TO DO: Could you reproduce, from the records below, everything from the line with "Mark the crowd of people with a point." down to the line with "Mark the wet hair with a point.", keeping both of those lines and changing nothing?

SUPPLIED DATA:
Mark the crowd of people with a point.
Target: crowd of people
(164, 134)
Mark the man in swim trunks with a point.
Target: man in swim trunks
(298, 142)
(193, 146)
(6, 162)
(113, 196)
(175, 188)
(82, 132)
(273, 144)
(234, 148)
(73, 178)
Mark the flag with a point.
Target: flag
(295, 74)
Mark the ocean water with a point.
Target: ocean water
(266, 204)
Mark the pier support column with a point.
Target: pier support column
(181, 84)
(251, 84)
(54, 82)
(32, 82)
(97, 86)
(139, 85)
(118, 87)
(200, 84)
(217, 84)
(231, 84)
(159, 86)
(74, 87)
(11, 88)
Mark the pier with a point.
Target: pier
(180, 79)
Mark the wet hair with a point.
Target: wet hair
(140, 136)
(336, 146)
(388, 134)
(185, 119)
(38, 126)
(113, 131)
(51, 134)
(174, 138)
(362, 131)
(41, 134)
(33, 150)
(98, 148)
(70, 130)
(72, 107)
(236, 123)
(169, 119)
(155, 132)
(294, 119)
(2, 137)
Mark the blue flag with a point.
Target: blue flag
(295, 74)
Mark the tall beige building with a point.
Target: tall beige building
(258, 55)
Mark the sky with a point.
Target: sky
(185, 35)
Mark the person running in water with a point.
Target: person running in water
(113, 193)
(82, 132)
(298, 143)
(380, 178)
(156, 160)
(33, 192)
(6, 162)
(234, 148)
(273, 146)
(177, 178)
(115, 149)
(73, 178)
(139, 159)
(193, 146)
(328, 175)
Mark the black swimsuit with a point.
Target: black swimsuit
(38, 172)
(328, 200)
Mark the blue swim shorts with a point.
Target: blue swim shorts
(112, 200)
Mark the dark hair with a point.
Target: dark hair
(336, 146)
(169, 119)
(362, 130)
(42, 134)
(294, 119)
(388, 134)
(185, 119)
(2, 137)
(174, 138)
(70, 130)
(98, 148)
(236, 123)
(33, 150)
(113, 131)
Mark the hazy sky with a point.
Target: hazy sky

--

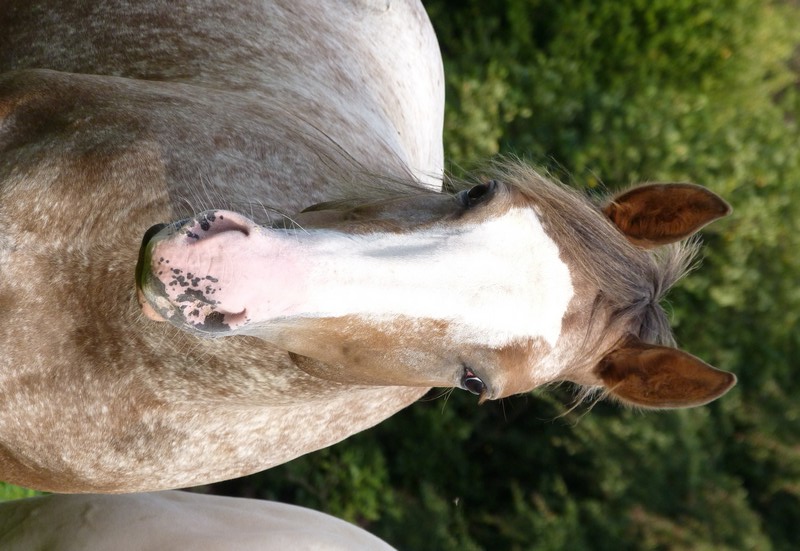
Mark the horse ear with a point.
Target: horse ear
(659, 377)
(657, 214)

ANSWER SECTION:
Mark the crowd of people with a point.
Target: crowd of people
(164, 134)
Mark the man in swim trunks with a point.
Target: man in swim trunks
(298, 142)
(193, 146)
(6, 162)
(113, 196)
(175, 188)
(82, 132)
(273, 144)
(234, 148)
(73, 178)
Mark the flag with a point.
Target: flag
(295, 74)
Mark the ocean water with a point.
Target: ocean water
(266, 204)
Mark the pier support column with a point.
Target: pier support column
(181, 84)
(251, 84)
(54, 82)
(32, 82)
(97, 86)
(139, 85)
(118, 87)
(200, 84)
(217, 84)
(231, 84)
(159, 86)
(74, 87)
(11, 88)
Mark the pier with a point.
Target: pier
(180, 79)
Mark the wet hair with a point.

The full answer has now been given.